▶ [Задания]
**a.** Повторите без изменений часть фрагмента о Череповце: всё от «Услышав про смог, Парфенов» и вниз до «наверное, уж слишком...».
**b.** Кем работал отец Леонида, если судить по фрагменту о Череповце?

▶ [Фрагмент страницы]
***
Услышав про смог, Парфенов почему-то очнулся.

— Ну-у-у... смог действительно есть. Череповец входит в десятку самых загрязненных городов России, по-моему... может, даже и в пятерку сейчас. Ну-у-у... пьют там столько же, сколько и в других подобных городах, не так-то это и много, в деревнях русских уж точно больше пьют. Да и про драки на окраинах вы, наверное, уж слишком...

— Что-то я какой-то вопрос неудачный задал... Вот... у меня есть получше: Леонид, расскажите, пожалуйста, про своих родителей!

— Мне, наверное, повезло с родителями, как говорят в таких случаях. Моя мама преподавала в школе, папа работал на заводе инженером. Папа, конечно, хотел отдать меня по своим стопам в инженеры, но особо на этом не настаивал, быстро понял, что никудышный из меня инженер выйдет. И мои родители были, как мне кажется, очень правильными родителями: они хотели, чтоб я стал тем, кем Я хочу стать. В этом смысле у меня была свобода выбора. Мы жили небедно, прямо скажем, мы жили с родителями очень среднесыто. То есть была обыкновенная для тех времен и для тех мест проблема с промтоварами: как зима, так всегда старательно ищешь себе обувь, а потом бережливо ее по нескольку лет носишь. Но это не в счет. Жили-то, в общем, мы нормально: колбаса, одежда, все было...

Но проблема была в другом. Череповец — это никак не город аттракционов, скучный это и заунывный город был для меня, и жизнь там была хоть и небедной, но очень скудной. Понимаете, Саша, люди там, например, читали произведение «Праздник, который всегда с тобой» только потому, что они никогда не были в Париже... А мне... ну несвойственно мне такое. И я на самом деле жил другой со своим родным городом жизнью. У меня был свой Череповец в сердце, можно сказать.

— Смутно понимаю вас, честно говоря. Вот у меня в сердце никаких других подсознательных Чебоксар не имеется...

— Понимаете... э-э-э... Вот вы спрашивали по поводу грязного воздуха, уличных драк, алкоголиков в индустриальном Череповце моего детства. Наверное, так и было. Но детство мое не с алкоголиками прошло. И я никогда не дрался в детстве. И по окраинам тоже не бродил.
***
▶ [Исходные данные]

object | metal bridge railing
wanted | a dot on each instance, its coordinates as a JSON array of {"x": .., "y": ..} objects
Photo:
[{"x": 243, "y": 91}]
***
▶ [Решения]
**a.**
Услышав про смог, Парфенов почему-то очнулся.

— Ну-у-у... смог действительно есть. Череповец входит в десятку самых загрязненных городов России, по-моему... может, даже и в пятерку сейчас. Ну-у-у... пьют там столько же, сколько и в других подобных городах, не так-то это и много, в деревнях русских уж точно больше пьют. Да и про драки на окраинах вы, наверное, уж слишком...

**b.** Он работал инженером на заводе.